Work task:
The required answer is an exact copy of every entry underneath.

Data records:
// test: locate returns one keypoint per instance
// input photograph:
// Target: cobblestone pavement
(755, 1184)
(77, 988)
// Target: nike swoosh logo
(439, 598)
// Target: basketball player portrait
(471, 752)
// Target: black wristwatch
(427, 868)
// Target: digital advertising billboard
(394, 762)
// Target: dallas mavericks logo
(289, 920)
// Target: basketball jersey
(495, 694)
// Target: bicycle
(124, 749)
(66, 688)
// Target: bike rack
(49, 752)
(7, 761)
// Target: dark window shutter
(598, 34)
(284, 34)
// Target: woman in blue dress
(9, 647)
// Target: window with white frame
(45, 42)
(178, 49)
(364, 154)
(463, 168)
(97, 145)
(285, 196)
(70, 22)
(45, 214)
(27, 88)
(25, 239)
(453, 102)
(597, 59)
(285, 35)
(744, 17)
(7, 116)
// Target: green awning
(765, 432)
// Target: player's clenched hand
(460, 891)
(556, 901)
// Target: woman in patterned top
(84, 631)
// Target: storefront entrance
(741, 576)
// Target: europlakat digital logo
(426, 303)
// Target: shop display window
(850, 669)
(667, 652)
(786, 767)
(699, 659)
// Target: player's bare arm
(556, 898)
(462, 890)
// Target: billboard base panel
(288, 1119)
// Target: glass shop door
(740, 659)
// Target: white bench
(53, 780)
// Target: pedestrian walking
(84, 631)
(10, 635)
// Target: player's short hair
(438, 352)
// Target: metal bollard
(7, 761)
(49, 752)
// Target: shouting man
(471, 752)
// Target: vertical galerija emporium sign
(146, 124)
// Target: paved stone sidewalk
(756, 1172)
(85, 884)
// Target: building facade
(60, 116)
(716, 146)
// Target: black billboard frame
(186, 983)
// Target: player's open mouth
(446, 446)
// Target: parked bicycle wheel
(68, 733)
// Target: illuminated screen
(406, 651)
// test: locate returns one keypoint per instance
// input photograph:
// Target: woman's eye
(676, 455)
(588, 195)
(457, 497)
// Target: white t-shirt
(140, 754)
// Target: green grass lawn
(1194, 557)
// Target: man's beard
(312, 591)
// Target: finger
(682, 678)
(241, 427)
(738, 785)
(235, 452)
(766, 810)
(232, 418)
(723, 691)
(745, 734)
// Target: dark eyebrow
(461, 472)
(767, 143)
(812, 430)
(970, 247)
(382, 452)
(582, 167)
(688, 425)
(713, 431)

Exercise response:
// test: locate returns one keypoint per instance
// input photograph:
// Target: cobblestone pavement
(755, 1184)
(77, 988)
// Target: nike swoosh logo
(439, 598)
// Target: basketball player portrait
(471, 752)
// Target: black wristwatch
(427, 868)
// Target: digital advertising billboard
(394, 762)
// Target: dallas mavericks logo
(289, 920)
// Target: basketball jersey
(495, 694)
// Target: bicycle
(124, 749)
(66, 688)
// Target: bike rack
(49, 752)
(7, 761)
// Target: dark window shutter
(598, 34)
(284, 34)
// Target: woman in blue dress
(9, 647)
// Target: window with white frame
(45, 42)
(178, 49)
(364, 154)
(463, 168)
(97, 145)
(285, 196)
(70, 22)
(45, 214)
(27, 88)
(25, 239)
(453, 102)
(597, 59)
(285, 35)
(744, 17)
(7, 116)
// Target: green awning
(765, 432)
// Target: player's clenched hand
(460, 891)
(556, 901)
// Target: woman in patterned top
(84, 631)
// Target: storefront entrance
(741, 576)
// Target: europlakat digital logo
(426, 303)
// Target: shop display window
(850, 669)
(667, 652)
(786, 767)
(699, 659)
// Target: player's bare arm
(556, 898)
(462, 890)
// Target: billboard base panel
(288, 1119)
// Target: glass shop door
(740, 659)
// Target: white bench
(53, 780)
// Target: pedestrian walking
(84, 631)
(10, 635)
// Target: player's short hair
(438, 352)
// Target: metal bollard
(7, 761)
(49, 752)
// Target: shouting man
(471, 752)
// Target: vertical galerija emporium sign
(146, 124)
// Target: paved stone sidewalk
(756, 1172)
(85, 884)
// Target: building facade
(60, 116)
(716, 146)
// Target: black billboard frame
(186, 983)
// Target: player's open mouth
(446, 446)
// Target: parked bicycle wheel
(68, 733)
// Target: illuminated screen
(406, 651)
// test: locate returns one keypoint per instance
// input photograph:
// Target: woman's eye
(676, 455)
(588, 195)
(457, 497)
// Target: white t-shirt
(140, 754)
// Target: green grass lawn
(1194, 557)
// Target: man's beard
(312, 591)
// Target: finger
(682, 678)
(241, 427)
(738, 785)
(235, 452)
(766, 810)
(232, 418)
(723, 691)
(745, 734)
// Target: dark eyebrow
(461, 472)
(767, 143)
(812, 430)
(970, 247)
(382, 452)
(582, 167)
(688, 425)
(713, 431)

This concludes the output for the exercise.